→ **TASK STATEMENT**: Write out every line of the material below unchanged, keeping each character and line break as it appears.

Region labeling records
.....

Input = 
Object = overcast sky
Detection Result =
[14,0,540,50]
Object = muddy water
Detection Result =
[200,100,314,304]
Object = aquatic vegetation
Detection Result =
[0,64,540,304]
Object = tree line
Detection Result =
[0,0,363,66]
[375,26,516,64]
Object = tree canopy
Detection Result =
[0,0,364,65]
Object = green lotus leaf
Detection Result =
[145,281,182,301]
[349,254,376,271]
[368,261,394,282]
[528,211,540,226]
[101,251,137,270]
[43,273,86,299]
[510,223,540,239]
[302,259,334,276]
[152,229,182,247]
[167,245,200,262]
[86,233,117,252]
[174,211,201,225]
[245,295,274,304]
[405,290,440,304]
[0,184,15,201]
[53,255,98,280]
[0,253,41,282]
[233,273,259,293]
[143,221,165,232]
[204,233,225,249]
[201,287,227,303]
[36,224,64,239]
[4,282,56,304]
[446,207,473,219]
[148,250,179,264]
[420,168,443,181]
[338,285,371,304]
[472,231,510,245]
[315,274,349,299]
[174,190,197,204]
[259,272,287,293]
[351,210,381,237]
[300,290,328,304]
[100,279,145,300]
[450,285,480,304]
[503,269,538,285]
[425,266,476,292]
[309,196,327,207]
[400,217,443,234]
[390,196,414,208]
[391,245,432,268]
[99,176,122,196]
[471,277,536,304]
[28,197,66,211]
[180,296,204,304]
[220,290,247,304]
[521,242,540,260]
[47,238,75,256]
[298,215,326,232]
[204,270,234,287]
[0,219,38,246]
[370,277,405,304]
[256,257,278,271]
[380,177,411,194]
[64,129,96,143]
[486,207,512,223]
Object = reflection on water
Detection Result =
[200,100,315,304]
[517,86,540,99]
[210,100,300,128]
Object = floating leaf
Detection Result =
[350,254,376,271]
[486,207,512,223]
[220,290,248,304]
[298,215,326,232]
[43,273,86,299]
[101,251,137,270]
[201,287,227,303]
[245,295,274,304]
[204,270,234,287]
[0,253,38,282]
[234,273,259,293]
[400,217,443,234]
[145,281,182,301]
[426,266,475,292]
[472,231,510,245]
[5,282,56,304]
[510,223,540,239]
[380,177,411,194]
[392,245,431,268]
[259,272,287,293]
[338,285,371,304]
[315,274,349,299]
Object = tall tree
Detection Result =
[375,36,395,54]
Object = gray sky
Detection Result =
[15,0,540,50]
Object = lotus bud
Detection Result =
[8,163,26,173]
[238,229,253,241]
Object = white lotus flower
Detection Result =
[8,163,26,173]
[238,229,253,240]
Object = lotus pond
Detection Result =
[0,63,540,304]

.....

→ **SOLVED PROBLEM**:
Input = 
Object = overcast sky
Detection Result =
[14,0,540,50]
Object = muddy water
Detection Result =
[200,100,314,304]
Object = aquatic vegetation
Detection Result =
[0,64,540,304]
Object = tree line
Detection Result =
[0,0,363,66]
[375,26,516,64]
Object = tree canopy
Detection Result =
[0,0,364,65]
Object = green lotus leaf
Detection Result =
[145,281,182,301]
[349,254,376,271]
[368,261,394,282]
[528,211,540,226]
[101,251,137,270]
[43,273,86,299]
[510,223,540,239]
[302,259,334,276]
[152,229,182,247]
[167,245,200,262]
[86,233,117,252]
[174,211,201,225]
[245,295,274,304]
[405,290,440,304]
[0,184,15,201]
[53,255,98,280]
[0,253,41,282]
[233,273,259,293]
[143,221,165,232]
[204,233,225,249]
[201,287,227,303]
[36,224,64,239]
[4,282,56,304]
[446,207,473,219]
[148,250,179,264]
[420,168,443,181]
[338,285,371,304]
[472,231,510,245]
[315,274,349,299]
[174,190,197,204]
[259,272,287,293]
[351,210,381,237]
[300,290,328,304]
[100,279,145,300]
[450,285,480,304]
[503,269,538,285]
[425,266,476,292]
[309,196,327,207]
[400,217,443,234]
[390,196,414,208]
[391,245,432,268]
[99,176,122,196]
[471,277,536,304]
[28,197,66,211]
[180,296,204,304]
[220,290,247,304]
[521,242,540,260]
[47,238,75,256]
[298,215,326,232]
[204,270,234,287]
[0,219,38,246]
[370,277,405,304]
[256,257,278,271]
[380,177,411,194]
[64,129,96,143]
[486,207,512,223]
Object = reflection on water
Detection Result =
[200,100,315,304]
[517,86,540,99]
[210,100,300,128]
Object = floating leaf
Detection Result =
[350,254,376,271]
[486,207,512,223]
[220,290,248,304]
[298,215,326,232]
[43,273,86,299]
[101,251,137,270]
[201,287,227,303]
[245,295,274,304]
[204,270,234,287]
[0,253,38,282]
[234,273,259,293]
[400,217,443,234]
[145,281,182,301]
[426,266,475,292]
[472,231,510,245]
[5,282,56,304]
[510,223,540,239]
[380,177,411,194]
[392,245,431,268]
[259,272,287,293]
[338,285,371,304]
[315,274,349,299]
Object = tall tree
Detection Result =
[375,36,395,54]
Object = gray sky
Detection Result =
[15,0,540,50]
Object = lotus bud
Detection Result =
[8,163,26,173]
[238,229,253,241]
Object = white lotus flower
Detection Result =
[8,163,26,173]
[238,229,253,240]
Object = lotus pond
Detection Result =
[0,63,540,304]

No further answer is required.